Task statement
Using the listing below, retype only the lines from the line with "target | bare branch" through the end, both ends included, and exclude the pictures.

--- start Extracted data ---

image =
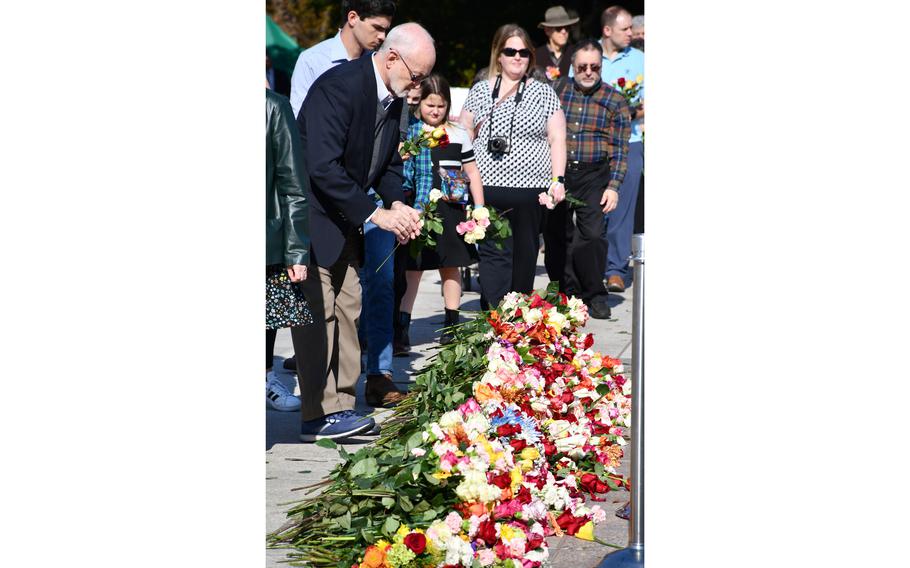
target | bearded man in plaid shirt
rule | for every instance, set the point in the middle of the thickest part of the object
(598, 124)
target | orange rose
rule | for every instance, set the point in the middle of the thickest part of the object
(373, 557)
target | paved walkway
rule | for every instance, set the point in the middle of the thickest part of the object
(291, 464)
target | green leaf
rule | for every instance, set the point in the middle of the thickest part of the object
(366, 467)
(390, 526)
(414, 441)
(344, 521)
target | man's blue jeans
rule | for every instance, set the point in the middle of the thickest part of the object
(618, 224)
(378, 298)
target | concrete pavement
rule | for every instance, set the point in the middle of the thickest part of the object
(291, 464)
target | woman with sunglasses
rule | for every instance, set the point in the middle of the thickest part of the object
(553, 58)
(519, 133)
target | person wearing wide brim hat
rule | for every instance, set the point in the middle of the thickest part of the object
(553, 58)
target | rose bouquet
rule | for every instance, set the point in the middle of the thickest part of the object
(428, 137)
(629, 89)
(480, 220)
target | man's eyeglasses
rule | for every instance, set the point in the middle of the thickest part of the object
(511, 51)
(414, 77)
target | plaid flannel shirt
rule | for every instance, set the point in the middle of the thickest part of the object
(418, 170)
(598, 125)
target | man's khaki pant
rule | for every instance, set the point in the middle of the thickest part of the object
(330, 367)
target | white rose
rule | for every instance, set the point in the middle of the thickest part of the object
(532, 315)
(557, 320)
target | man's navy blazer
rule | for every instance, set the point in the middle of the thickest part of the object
(337, 122)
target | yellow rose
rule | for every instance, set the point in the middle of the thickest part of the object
(530, 453)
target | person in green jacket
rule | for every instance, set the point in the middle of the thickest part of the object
(287, 240)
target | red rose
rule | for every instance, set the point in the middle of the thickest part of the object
(416, 542)
(486, 531)
(517, 445)
(507, 430)
(549, 448)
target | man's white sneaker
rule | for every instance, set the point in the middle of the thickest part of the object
(278, 396)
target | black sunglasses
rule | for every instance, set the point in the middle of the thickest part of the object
(511, 51)
(414, 77)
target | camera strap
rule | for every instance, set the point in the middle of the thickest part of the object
(520, 86)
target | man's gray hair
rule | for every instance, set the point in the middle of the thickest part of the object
(406, 38)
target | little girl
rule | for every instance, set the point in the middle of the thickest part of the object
(446, 168)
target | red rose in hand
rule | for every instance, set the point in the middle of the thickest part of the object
(416, 542)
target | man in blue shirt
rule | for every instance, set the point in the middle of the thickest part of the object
(621, 61)
(363, 29)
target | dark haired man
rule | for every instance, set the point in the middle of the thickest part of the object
(622, 61)
(597, 142)
(363, 26)
(349, 124)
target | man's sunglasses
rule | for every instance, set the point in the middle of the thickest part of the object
(414, 77)
(511, 51)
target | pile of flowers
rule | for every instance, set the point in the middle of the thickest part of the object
(506, 434)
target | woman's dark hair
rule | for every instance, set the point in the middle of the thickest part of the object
(367, 9)
(436, 84)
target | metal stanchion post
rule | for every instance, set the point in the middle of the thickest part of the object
(634, 554)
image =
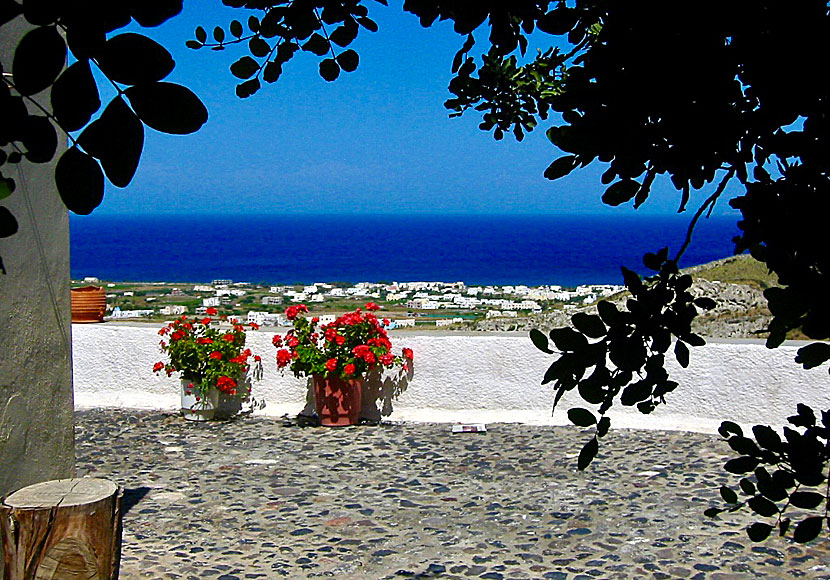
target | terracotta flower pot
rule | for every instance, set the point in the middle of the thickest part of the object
(89, 304)
(337, 400)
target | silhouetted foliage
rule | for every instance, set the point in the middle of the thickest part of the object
(111, 144)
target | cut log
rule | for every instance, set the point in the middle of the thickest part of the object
(65, 529)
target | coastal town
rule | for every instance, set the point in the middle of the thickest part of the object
(423, 305)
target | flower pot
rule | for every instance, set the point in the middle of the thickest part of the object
(203, 409)
(88, 304)
(337, 400)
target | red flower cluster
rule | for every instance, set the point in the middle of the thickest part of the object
(226, 385)
(355, 343)
(293, 311)
(206, 356)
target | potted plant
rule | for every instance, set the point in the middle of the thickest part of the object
(213, 364)
(337, 356)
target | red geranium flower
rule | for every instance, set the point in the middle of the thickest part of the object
(283, 357)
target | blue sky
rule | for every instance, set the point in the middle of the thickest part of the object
(376, 140)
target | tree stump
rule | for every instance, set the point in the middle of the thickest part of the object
(62, 529)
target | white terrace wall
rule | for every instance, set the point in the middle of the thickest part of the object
(473, 378)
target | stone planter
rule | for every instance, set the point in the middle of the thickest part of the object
(89, 304)
(201, 409)
(337, 400)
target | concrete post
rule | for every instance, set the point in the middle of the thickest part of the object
(36, 400)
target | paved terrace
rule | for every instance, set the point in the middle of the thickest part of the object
(259, 497)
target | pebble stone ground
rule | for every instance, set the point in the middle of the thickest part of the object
(263, 498)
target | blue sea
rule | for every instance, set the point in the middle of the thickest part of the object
(478, 249)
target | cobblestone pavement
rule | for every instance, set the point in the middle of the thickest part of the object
(262, 498)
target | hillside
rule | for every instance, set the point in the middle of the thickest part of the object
(736, 283)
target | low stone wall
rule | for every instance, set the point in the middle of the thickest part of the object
(472, 378)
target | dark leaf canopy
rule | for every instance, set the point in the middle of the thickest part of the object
(134, 59)
(80, 181)
(38, 60)
(116, 138)
(75, 96)
(167, 107)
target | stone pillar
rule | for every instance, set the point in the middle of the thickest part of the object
(36, 403)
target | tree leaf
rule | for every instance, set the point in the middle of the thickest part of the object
(628, 354)
(38, 60)
(244, 68)
(567, 339)
(248, 88)
(540, 340)
(80, 181)
(151, 14)
(317, 44)
(608, 312)
(561, 167)
(9, 10)
(762, 506)
(75, 96)
(681, 353)
(259, 47)
(367, 23)
(767, 437)
(620, 192)
(8, 223)
(759, 531)
(329, 69)
(348, 60)
(40, 139)
(271, 72)
(343, 35)
(806, 499)
(588, 453)
(167, 107)
(133, 59)
(808, 529)
(7, 187)
(635, 393)
(581, 417)
(117, 139)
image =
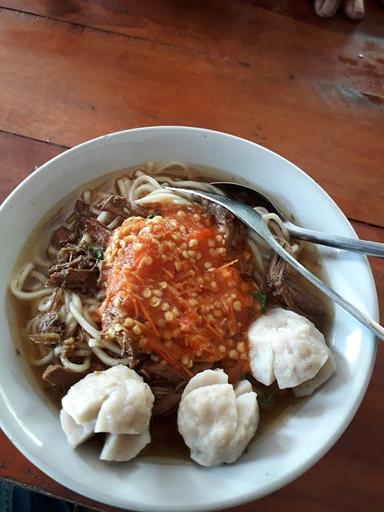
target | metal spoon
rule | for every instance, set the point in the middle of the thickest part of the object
(254, 198)
(254, 221)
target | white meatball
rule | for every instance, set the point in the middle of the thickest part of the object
(326, 371)
(127, 409)
(76, 434)
(215, 420)
(124, 447)
(116, 401)
(286, 347)
(84, 399)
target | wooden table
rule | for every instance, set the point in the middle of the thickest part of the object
(270, 71)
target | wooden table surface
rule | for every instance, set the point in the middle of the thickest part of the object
(269, 71)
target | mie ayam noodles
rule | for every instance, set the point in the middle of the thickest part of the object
(145, 303)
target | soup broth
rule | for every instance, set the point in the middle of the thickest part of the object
(166, 441)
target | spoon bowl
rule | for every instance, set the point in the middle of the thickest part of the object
(255, 199)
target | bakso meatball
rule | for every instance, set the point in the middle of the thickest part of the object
(285, 347)
(116, 401)
(215, 419)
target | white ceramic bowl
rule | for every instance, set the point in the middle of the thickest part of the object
(274, 459)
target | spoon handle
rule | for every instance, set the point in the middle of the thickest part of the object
(253, 220)
(341, 242)
(373, 326)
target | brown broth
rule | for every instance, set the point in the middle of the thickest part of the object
(166, 440)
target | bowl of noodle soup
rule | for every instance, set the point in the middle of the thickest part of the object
(70, 196)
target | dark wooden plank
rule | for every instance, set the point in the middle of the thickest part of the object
(256, 33)
(347, 478)
(73, 84)
(19, 156)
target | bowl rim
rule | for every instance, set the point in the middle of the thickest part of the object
(301, 467)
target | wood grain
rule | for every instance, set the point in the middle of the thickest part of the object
(266, 37)
(74, 83)
(347, 477)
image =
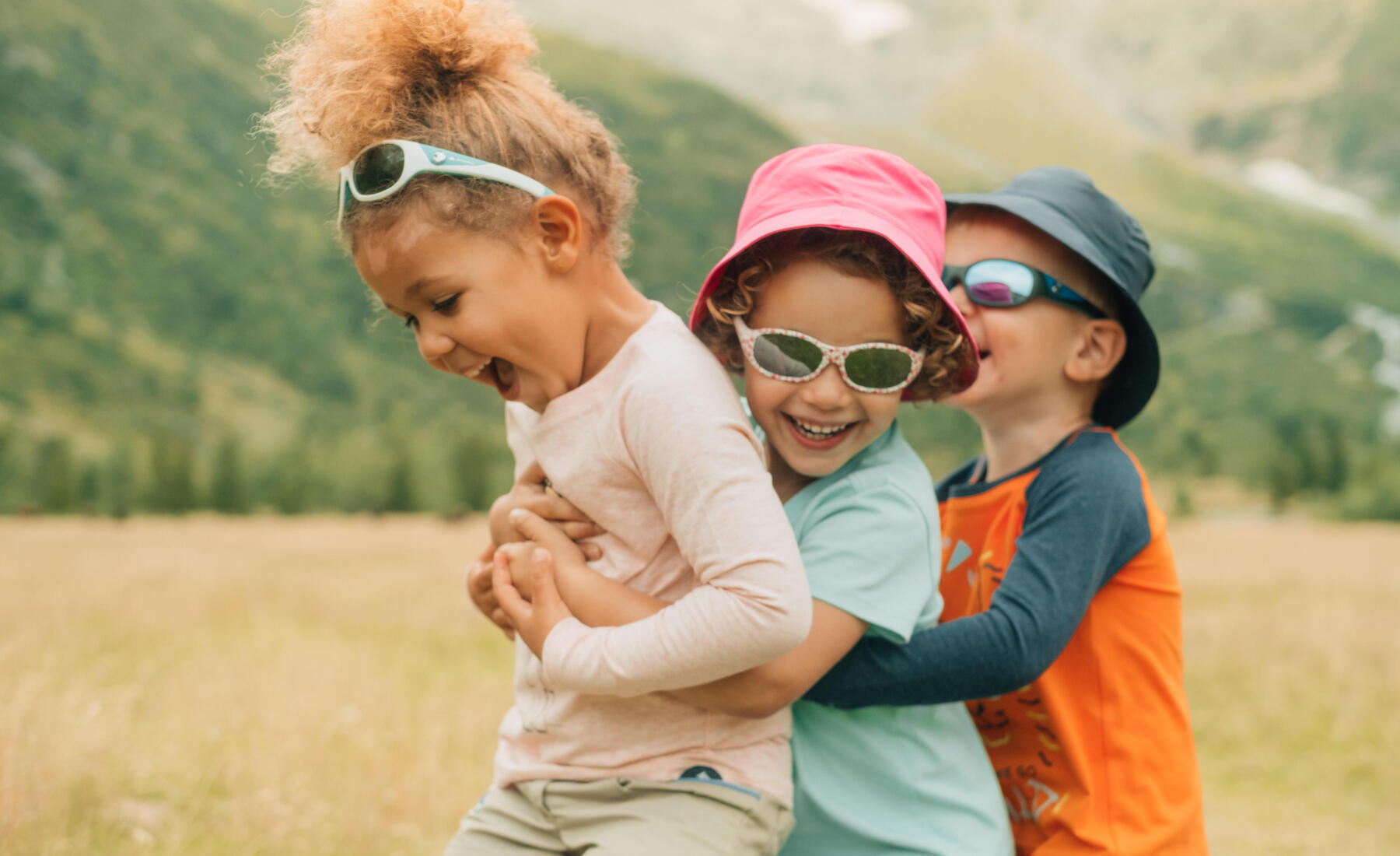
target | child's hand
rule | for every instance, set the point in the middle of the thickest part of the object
(517, 556)
(482, 591)
(532, 619)
(534, 493)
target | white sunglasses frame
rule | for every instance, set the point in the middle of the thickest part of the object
(831, 353)
(419, 159)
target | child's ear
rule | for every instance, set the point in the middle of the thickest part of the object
(559, 229)
(1101, 348)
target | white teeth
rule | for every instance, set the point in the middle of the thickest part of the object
(818, 429)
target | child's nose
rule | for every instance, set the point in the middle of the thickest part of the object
(434, 345)
(826, 390)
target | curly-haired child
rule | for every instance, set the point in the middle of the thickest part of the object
(489, 212)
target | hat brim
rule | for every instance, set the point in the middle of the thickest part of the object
(850, 219)
(1141, 364)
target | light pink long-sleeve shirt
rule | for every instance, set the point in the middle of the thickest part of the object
(658, 451)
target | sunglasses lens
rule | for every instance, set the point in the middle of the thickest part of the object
(996, 283)
(878, 367)
(786, 356)
(377, 168)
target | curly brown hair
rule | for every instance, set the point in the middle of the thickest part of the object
(929, 321)
(451, 73)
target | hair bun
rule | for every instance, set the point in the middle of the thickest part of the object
(356, 72)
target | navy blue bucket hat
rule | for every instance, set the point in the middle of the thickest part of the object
(1066, 205)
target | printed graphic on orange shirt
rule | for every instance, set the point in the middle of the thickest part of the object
(1017, 729)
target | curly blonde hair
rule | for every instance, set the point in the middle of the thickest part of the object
(451, 73)
(929, 322)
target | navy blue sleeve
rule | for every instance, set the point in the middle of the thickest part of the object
(1085, 519)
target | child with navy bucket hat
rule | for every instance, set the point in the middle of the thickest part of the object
(832, 307)
(1062, 625)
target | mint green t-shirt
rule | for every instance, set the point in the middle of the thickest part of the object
(885, 781)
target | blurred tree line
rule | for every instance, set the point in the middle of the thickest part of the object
(174, 338)
(167, 472)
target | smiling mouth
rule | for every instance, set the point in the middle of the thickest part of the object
(497, 373)
(818, 436)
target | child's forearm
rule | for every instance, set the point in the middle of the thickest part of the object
(717, 630)
(602, 603)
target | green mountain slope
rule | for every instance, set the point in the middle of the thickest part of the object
(173, 334)
(154, 300)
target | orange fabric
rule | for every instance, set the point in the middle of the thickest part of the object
(1097, 754)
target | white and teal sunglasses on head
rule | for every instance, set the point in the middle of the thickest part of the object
(384, 168)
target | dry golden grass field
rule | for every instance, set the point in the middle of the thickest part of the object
(321, 686)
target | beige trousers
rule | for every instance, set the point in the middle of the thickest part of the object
(623, 817)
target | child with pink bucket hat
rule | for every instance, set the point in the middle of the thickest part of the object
(832, 307)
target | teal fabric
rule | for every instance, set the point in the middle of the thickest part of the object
(885, 779)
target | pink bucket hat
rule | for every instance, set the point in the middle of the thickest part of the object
(852, 188)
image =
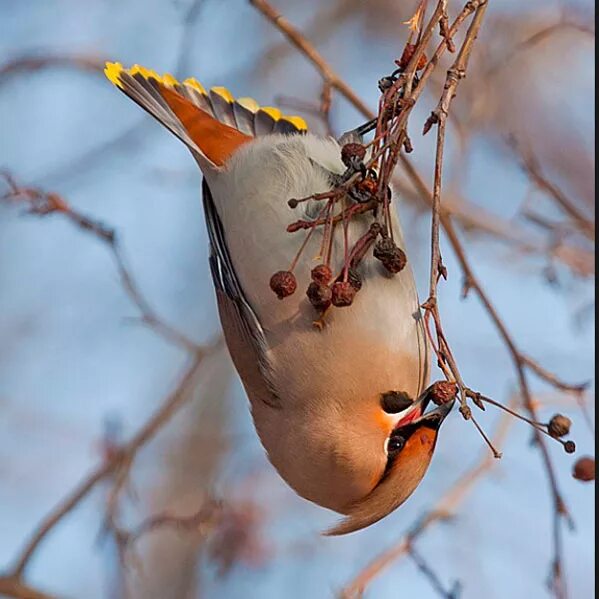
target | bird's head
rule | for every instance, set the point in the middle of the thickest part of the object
(407, 450)
(362, 461)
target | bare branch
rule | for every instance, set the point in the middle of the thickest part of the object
(127, 453)
(442, 511)
(43, 203)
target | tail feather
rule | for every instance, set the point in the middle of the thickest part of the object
(201, 119)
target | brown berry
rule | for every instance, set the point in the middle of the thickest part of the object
(352, 154)
(343, 294)
(354, 278)
(559, 426)
(443, 392)
(322, 274)
(392, 257)
(283, 283)
(320, 295)
(570, 446)
(584, 469)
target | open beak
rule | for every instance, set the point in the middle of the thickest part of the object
(416, 414)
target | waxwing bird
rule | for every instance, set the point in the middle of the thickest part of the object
(339, 410)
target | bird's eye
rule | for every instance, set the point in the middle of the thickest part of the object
(395, 444)
(394, 402)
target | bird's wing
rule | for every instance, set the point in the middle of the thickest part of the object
(243, 331)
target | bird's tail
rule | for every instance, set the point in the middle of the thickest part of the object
(213, 124)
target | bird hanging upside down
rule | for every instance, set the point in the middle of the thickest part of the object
(340, 410)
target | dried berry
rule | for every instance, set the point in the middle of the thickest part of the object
(406, 56)
(392, 257)
(283, 283)
(443, 392)
(320, 295)
(584, 469)
(352, 154)
(354, 278)
(363, 191)
(343, 294)
(559, 426)
(322, 274)
(570, 446)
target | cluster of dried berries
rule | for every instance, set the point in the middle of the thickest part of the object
(363, 196)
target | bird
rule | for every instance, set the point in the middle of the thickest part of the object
(341, 410)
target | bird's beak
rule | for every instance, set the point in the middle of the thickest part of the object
(416, 413)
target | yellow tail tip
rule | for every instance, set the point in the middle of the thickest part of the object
(113, 70)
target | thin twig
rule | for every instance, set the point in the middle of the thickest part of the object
(443, 510)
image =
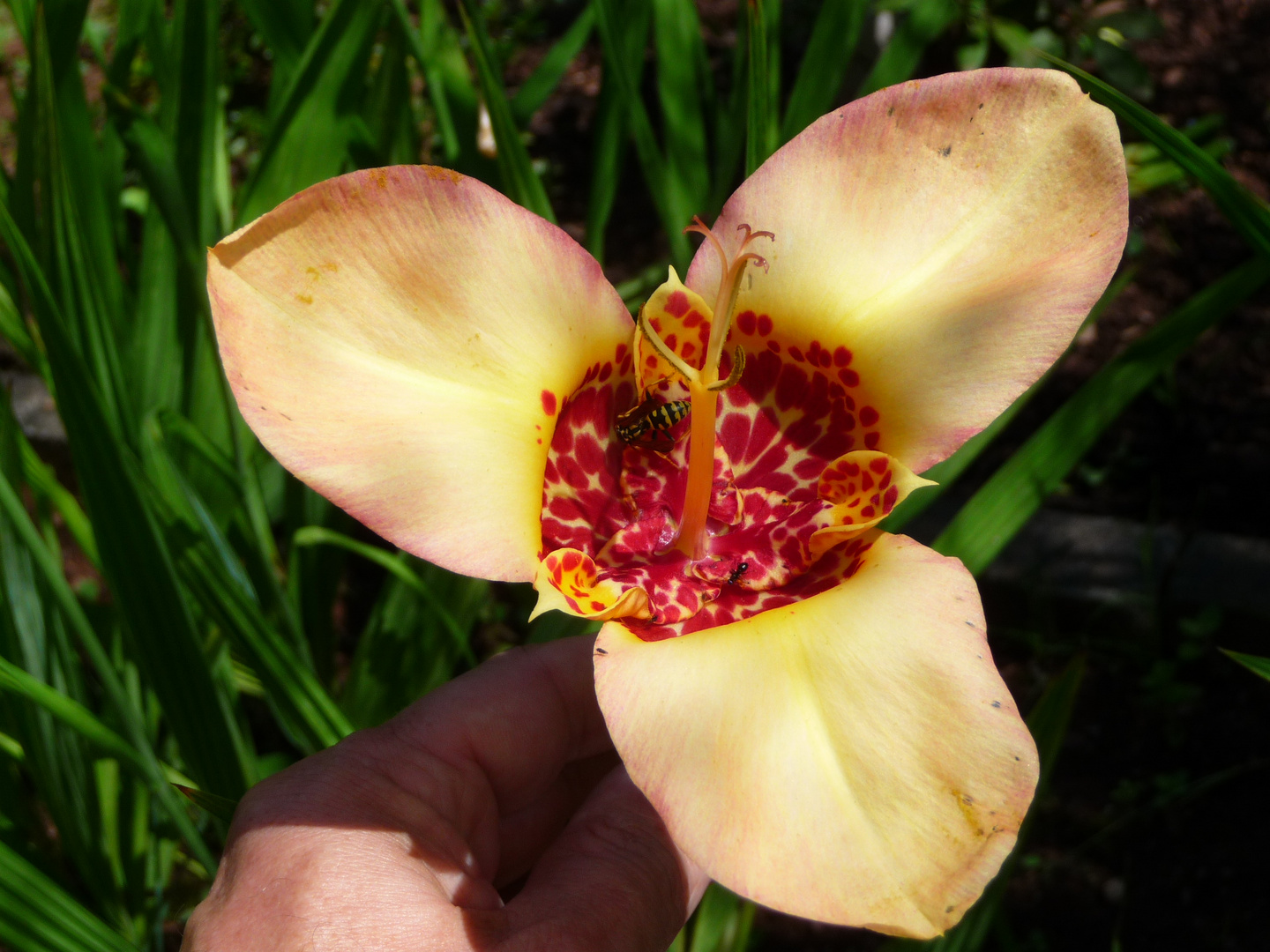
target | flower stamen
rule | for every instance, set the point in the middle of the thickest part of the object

--- end Extracted data ---

Response to the task
target | bare branch
rule | for every instance, set the point in the middle of the thickest part of the object
(127, 453)
(442, 511)
(43, 203)
target | tail feather
rule | for every instance, set the point in the middle of the thickest part of the object
(201, 119)
target | brown berry
rule | for every instance, set the point in the middle of the thickest part of the object
(352, 154)
(343, 294)
(354, 278)
(559, 426)
(443, 392)
(322, 274)
(392, 257)
(283, 283)
(320, 295)
(570, 446)
(584, 469)
target | open beak
rule | for every instance, set the point in the middle of the thickest part of the object
(416, 414)
target | waxwing bird
rule | for every instance, set the point in the middle of the thickest part of the object
(339, 410)
target | bird's eye
rule | for every instance, set the point in the middle of the thickest part of the object
(395, 444)
(394, 402)
target | bird's wing
rule | for every instance, set the point in the middle of the thickest part of the object
(243, 331)
target | bird's tail
rule | for every instance, set the point in the middle of the thickest part of the object
(213, 124)
target | bird hanging upside down
rule | for every instance, set the point in the middle of the thickest part of the object
(340, 410)
target | dried berry
rule | for every instance, set the point in the middle of the thickest part of the object
(406, 56)
(392, 257)
(283, 283)
(443, 392)
(320, 295)
(584, 469)
(352, 154)
(354, 278)
(363, 191)
(343, 294)
(559, 426)
(322, 274)
(570, 446)
target | cluster of dried berries
rule | for every instance, set the point in the middle of the thickest part of the object
(363, 196)
target | bird
rule | for every instance, set the point in the middle of the thickest part of the object
(341, 410)
target | bird's beak
rule | for every instance, set the point in the middle of the thickest part of the object
(416, 413)
target | yellow tail tip
rule | for every instance, set the point in the middle of the thickest part of the object
(113, 70)
target | thin twig
rule | for every instance, set the point in the middle of the thickest part of the object
(443, 510)
image =
target | flower stamen
rule | for every instance, set the point in the middle of the thickest part of the object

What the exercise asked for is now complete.